▸ Instruction 1
Answer these from the text about Heather Booth, one line each:
(a) At which theater will the film be shown?
(b) In what year did Booth found the Midwest Academy?
(c) How many members does Citizen Action have?

▸ Text
»»

October 19th at the Flicks Theater in Boise

Throughout her life, she has been an incredible force for change, and now we have a chance to bring her to Idaho to meet with her and allow her to see first hand the work she has helped to champion.  

A new film explores many of the most pivotal moments in progressive movements that altered our history over the last fifty years.  

Her personal connection to leaders from Julian Bond to Senator Elizabeth Warren forms a thread that allows a unique window into the world of the organizer and how crucial that role has been in bringing about change for the better.  

We would like to offer a showing of this Film - and raise funds to bring Heather to Boise for a special this event.  

Trailer Link: http://heatherbooththefilm.com

About Heather Booth

As a young woman, in 1963, at Yad Vashem in Israel, she made a commitment that in the face of injustice, she would work for justice/tikkun olam".  

Today, Heather Booth, is one of the country’s most renowned organizers, who began her remarkable career at the height of the Civil Rights and Women's movements of the 1960s. A student at the University of Chicago, she joined the Mississippi Freedom Project leading city wide school boycotts to protest policies that created and preserved segregated and inferior schools in the African American communities. She became chair of the Student Political Action Committee, the University’s leftist political group, founded Students for a Democratic Society, and the Women’s Radical Action Program, one of the first women’s consciousness-raising groups in the country. In 1966, Booth working with other students organized a sit-in protest of the University’s Vietnam War-related policies, marking the earliest student sit-in against the Vietnam War.

As founder of the Chicago Women’s Liberation Union, she created JANE (an underground abortion service) which also provided childcare, becoming the first campus women’s liberation organization in the country.  

When Dr. King said the way to civil rights was through union rights, she became a labor organizer.  

In 1973, she founded, directed, and now serves as President, of the Midwest Academy, training thousands of social change organizers across the country to this day.  

Throughout her career she has founded, supported, and led numerous organizations including the 2000 NAACP National Voter Fund, which helped to increase African American turnout by nearly 2 million votes, The State and Local Leadership Project to support "progressive leadership" in running for political office, Citizen Action, a national organization of 2.5 million members in thirty-two states, and USAction, now People’s Action the recent merger of five prominent progressive organizations, with affiliates in 32 states, including Idaho.

««

▸ Data provided
»»

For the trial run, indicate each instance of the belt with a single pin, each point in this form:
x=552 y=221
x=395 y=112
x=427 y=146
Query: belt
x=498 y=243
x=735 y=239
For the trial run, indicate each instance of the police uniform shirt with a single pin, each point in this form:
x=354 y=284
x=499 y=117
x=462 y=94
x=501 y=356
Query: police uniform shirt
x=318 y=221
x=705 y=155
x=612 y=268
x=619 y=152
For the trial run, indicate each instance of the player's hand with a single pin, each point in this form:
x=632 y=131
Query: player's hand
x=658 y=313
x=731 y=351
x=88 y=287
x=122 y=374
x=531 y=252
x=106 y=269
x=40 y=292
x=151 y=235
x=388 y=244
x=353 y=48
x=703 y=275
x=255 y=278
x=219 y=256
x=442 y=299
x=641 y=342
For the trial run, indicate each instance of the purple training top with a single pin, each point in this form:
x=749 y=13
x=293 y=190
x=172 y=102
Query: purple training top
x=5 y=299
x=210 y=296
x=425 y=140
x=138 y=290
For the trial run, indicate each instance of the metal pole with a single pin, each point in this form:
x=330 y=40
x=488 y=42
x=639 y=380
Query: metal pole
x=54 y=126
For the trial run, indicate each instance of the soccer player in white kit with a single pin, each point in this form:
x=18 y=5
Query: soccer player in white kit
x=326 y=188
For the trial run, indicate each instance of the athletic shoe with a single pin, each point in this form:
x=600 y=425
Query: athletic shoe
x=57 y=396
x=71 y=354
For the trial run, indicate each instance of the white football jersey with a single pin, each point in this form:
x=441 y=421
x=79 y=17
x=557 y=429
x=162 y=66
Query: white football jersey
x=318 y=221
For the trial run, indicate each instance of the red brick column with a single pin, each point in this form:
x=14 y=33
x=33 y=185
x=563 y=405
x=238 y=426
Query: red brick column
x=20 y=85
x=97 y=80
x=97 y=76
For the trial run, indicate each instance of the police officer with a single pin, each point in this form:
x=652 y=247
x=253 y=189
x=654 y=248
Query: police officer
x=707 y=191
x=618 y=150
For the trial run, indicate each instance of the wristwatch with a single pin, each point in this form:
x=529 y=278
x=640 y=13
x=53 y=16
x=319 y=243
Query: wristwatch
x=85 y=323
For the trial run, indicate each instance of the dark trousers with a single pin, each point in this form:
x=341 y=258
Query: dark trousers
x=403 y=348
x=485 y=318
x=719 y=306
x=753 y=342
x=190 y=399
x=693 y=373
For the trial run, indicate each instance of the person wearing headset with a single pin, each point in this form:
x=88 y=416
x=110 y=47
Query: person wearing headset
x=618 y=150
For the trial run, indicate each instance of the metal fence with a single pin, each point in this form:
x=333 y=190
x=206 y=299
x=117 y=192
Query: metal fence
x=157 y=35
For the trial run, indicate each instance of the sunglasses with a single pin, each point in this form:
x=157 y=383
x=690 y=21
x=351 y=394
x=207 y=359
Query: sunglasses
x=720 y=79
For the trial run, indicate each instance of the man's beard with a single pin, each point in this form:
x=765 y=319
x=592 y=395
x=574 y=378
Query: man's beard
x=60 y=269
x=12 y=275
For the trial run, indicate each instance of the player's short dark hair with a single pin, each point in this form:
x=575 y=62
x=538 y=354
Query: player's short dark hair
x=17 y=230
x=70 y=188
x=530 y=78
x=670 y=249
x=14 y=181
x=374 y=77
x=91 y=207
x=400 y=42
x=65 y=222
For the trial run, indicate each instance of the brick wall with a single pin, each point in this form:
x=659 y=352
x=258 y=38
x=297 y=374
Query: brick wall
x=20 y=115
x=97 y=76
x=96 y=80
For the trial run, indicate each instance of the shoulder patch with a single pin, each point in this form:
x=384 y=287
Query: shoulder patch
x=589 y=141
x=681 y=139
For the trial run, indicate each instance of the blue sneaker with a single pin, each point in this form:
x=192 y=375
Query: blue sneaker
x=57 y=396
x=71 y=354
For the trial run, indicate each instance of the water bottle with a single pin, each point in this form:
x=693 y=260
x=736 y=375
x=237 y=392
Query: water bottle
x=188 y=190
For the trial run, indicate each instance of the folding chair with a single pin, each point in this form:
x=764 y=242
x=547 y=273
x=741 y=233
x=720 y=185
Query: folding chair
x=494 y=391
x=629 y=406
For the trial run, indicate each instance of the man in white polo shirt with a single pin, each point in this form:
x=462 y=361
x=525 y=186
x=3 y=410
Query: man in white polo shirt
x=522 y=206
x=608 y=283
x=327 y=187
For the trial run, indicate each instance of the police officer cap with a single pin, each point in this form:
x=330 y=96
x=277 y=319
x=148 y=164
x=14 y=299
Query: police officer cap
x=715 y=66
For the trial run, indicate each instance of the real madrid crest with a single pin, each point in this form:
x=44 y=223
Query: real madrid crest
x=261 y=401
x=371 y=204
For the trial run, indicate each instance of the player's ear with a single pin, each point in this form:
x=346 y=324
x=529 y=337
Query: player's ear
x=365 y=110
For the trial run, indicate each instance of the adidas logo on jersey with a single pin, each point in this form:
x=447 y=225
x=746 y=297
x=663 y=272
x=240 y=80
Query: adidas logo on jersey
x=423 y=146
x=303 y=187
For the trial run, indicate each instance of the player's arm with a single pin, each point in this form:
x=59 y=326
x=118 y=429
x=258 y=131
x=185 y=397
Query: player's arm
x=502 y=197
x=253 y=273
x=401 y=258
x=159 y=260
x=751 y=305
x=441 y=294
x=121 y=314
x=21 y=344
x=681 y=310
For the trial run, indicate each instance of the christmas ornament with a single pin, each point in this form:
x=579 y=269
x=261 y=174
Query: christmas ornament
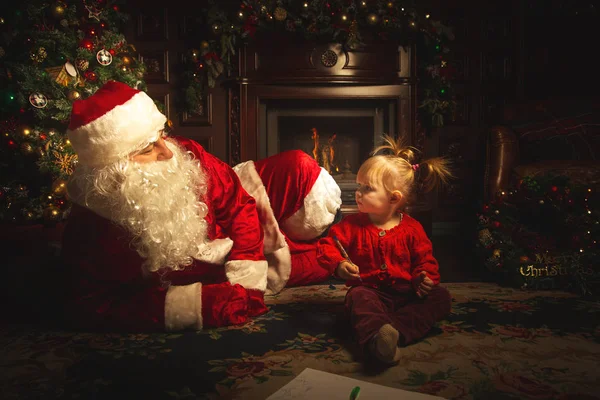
x=91 y=76
x=70 y=68
x=104 y=57
x=372 y=19
x=58 y=9
x=280 y=14
x=73 y=95
x=27 y=148
x=93 y=12
x=39 y=56
x=38 y=100
x=82 y=65
x=86 y=44
x=59 y=187
x=51 y=213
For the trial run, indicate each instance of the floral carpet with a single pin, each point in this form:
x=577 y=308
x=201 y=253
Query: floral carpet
x=498 y=343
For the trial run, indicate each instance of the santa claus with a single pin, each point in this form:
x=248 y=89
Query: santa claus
x=163 y=235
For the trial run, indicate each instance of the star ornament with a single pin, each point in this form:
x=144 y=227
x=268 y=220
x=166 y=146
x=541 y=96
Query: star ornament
x=93 y=13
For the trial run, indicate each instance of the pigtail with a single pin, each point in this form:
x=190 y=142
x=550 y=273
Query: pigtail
x=397 y=148
x=434 y=171
x=437 y=171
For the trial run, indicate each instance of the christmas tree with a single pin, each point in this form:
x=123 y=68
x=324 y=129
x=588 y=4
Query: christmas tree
x=52 y=54
x=541 y=234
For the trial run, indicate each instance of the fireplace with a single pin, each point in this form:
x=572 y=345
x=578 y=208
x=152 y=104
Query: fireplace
x=338 y=133
x=332 y=103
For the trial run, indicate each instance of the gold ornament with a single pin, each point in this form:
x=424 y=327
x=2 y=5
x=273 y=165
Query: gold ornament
x=51 y=213
x=58 y=9
x=59 y=187
x=73 y=95
x=27 y=148
x=64 y=161
x=372 y=19
x=82 y=65
x=280 y=14
x=39 y=56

««

▸ Instruction 2
Please repeat the rows from the line with "For the trial run, indicate each instance of the gold" up to and including the last of the rows. Scale each answer coordinate by 0.95 and round to whole numbers, halves up, while the request and its sample points stay as they are.

▸ Written reply 1
(a) The Flicks Theater in Boise
(b) 1973
(c) 2.5 million

▸ Written reply 2
For the trial run, indicate each instance of the gold ornament with a single pin, each point in this form:
x=424 y=327
x=2 y=5
x=273 y=165
Query: gold ornament
x=48 y=202
x=55 y=9
x=56 y=178
x=69 y=90
x=26 y=141
x=61 y=153
x=353 y=18
x=78 y=62
x=266 y=13
x=37 y=53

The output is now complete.